* [WHAT IS EXPECTED]
Please express the lines below as a JSON list of strings, one string per line with blank lines left out, covering only the stretch that begins with the line containing "Would you mind indicating the black" and runs through the final line of the records.

____

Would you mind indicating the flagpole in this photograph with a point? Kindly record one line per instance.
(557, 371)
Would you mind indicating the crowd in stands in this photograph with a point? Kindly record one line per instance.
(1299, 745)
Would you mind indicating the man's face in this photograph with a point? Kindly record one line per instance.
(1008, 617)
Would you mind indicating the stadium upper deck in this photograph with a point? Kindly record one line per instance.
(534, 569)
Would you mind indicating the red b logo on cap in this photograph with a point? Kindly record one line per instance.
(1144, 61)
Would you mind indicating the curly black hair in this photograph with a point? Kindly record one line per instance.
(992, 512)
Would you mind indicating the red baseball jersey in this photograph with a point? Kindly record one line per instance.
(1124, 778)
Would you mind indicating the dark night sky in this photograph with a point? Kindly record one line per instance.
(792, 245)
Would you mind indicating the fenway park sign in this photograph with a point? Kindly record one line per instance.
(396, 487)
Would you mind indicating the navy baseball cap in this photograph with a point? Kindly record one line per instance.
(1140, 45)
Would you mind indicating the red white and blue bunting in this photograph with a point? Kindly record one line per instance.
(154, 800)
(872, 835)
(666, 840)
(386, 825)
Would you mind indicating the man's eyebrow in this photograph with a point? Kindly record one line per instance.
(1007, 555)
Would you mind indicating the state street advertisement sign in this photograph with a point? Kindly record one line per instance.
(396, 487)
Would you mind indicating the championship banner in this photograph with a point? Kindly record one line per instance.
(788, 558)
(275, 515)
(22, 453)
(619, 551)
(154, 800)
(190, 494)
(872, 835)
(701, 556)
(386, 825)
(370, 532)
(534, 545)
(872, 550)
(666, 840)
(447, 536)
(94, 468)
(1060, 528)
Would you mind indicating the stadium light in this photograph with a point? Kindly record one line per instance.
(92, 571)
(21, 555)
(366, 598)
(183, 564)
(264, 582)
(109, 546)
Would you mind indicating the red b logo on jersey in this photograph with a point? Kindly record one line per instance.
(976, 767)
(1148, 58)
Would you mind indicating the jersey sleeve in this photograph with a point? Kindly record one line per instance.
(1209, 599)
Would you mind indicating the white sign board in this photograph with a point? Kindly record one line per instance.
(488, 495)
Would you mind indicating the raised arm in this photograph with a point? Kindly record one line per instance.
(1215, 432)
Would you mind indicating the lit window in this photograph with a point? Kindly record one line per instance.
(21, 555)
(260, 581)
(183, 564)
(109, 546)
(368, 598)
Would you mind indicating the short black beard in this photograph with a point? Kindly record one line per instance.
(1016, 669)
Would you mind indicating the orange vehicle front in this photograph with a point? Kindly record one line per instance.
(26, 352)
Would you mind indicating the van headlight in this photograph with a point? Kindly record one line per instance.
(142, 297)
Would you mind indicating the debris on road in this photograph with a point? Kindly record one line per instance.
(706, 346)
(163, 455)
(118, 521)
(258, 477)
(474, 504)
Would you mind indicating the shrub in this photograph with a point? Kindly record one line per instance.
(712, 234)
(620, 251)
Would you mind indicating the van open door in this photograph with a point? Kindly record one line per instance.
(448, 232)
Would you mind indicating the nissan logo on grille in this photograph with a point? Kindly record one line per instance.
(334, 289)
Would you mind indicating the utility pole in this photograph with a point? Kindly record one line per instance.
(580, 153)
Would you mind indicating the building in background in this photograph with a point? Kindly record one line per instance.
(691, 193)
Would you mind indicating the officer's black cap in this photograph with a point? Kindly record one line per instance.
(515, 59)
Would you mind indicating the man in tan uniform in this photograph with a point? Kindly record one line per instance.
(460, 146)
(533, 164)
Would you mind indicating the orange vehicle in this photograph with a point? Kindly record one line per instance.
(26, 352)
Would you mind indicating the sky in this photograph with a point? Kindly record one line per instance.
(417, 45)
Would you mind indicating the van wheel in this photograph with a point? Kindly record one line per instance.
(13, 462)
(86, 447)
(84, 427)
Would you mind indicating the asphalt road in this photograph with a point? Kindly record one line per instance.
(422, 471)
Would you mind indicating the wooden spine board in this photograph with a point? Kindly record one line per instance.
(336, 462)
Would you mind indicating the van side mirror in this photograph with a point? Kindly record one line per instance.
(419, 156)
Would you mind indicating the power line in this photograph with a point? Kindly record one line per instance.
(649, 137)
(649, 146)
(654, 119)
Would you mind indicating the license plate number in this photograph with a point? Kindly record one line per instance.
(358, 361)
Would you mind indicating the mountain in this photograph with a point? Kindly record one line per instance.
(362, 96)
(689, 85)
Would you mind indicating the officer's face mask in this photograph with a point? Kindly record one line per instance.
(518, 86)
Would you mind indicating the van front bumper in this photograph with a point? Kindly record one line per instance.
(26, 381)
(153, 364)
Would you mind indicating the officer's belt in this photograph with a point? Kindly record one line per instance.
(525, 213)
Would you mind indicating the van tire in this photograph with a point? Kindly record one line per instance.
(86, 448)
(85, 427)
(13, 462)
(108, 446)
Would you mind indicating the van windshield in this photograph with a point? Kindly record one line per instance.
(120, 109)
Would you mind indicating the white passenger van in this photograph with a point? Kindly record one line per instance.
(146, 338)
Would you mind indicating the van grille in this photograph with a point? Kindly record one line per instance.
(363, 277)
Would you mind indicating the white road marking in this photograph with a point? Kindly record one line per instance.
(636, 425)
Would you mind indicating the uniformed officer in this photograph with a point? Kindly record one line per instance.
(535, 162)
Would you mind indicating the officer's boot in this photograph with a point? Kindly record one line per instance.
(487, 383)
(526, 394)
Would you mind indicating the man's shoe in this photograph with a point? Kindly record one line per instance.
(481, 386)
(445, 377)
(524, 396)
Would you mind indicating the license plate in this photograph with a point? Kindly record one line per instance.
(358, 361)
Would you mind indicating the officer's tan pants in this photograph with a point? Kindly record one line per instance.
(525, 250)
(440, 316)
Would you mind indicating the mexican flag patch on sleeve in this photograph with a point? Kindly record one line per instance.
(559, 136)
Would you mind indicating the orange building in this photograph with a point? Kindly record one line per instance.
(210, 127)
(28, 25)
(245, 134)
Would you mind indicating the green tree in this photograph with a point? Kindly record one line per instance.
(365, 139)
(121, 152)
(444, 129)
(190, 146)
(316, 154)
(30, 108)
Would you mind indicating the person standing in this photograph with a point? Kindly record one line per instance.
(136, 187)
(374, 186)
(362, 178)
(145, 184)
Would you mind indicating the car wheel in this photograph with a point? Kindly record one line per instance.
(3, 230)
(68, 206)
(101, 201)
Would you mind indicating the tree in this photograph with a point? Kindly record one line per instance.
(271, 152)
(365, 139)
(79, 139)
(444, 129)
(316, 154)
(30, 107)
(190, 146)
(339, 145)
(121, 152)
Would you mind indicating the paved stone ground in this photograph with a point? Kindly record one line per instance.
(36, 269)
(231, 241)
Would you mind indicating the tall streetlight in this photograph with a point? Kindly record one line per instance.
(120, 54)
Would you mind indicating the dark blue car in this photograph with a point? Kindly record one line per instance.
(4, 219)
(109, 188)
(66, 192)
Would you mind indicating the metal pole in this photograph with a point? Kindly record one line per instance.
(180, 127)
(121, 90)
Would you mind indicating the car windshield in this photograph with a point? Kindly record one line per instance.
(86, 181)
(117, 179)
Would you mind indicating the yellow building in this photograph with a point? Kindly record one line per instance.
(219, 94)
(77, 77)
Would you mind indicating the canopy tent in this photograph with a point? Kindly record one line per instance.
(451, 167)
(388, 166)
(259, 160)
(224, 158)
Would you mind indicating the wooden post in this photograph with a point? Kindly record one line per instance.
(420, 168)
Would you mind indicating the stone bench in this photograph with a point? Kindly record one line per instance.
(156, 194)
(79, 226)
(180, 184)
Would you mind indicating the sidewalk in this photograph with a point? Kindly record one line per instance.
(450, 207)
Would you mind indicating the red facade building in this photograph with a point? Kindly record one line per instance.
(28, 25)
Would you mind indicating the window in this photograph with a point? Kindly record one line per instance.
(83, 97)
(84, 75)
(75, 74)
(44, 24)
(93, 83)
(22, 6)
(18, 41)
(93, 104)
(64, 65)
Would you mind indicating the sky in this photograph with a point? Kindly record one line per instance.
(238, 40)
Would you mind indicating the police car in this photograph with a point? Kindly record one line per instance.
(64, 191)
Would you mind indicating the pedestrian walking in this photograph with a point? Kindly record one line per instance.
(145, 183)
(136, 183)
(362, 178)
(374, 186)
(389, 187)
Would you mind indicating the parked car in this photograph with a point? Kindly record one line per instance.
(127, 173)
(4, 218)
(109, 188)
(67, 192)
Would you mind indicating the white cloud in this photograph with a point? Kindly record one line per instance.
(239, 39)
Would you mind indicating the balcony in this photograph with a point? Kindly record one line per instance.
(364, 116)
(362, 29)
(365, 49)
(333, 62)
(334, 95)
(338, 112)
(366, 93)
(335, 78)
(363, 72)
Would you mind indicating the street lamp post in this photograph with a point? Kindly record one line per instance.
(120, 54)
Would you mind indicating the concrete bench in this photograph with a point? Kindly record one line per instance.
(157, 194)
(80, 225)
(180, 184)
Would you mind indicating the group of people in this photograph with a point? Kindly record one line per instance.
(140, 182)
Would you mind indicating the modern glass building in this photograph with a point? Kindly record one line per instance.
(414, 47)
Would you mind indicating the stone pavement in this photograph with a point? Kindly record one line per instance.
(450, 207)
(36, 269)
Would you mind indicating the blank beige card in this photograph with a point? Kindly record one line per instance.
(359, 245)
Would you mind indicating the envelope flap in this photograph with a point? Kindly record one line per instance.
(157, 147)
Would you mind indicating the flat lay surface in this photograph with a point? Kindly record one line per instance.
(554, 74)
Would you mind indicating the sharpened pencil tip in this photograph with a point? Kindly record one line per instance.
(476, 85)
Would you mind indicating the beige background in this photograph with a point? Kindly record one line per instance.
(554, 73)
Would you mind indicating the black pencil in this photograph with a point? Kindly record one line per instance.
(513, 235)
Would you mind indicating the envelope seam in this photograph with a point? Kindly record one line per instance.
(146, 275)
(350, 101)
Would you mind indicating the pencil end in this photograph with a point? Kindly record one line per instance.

____

* [RESPONSE BELOW]
[
  "Would you mind indicating the black pencil in this photograph with a point? Kindly record one line per instance.",
  "(513, 235)",
  "Would you mind indicating the envelope seam in this photograph with a point? Kindly record one line per instance.",
  "(146, 275)",
  "(350, 101)",
  "Would you mind indicating the pencil end in this photograph with a point? Kindly record one line per instance."
]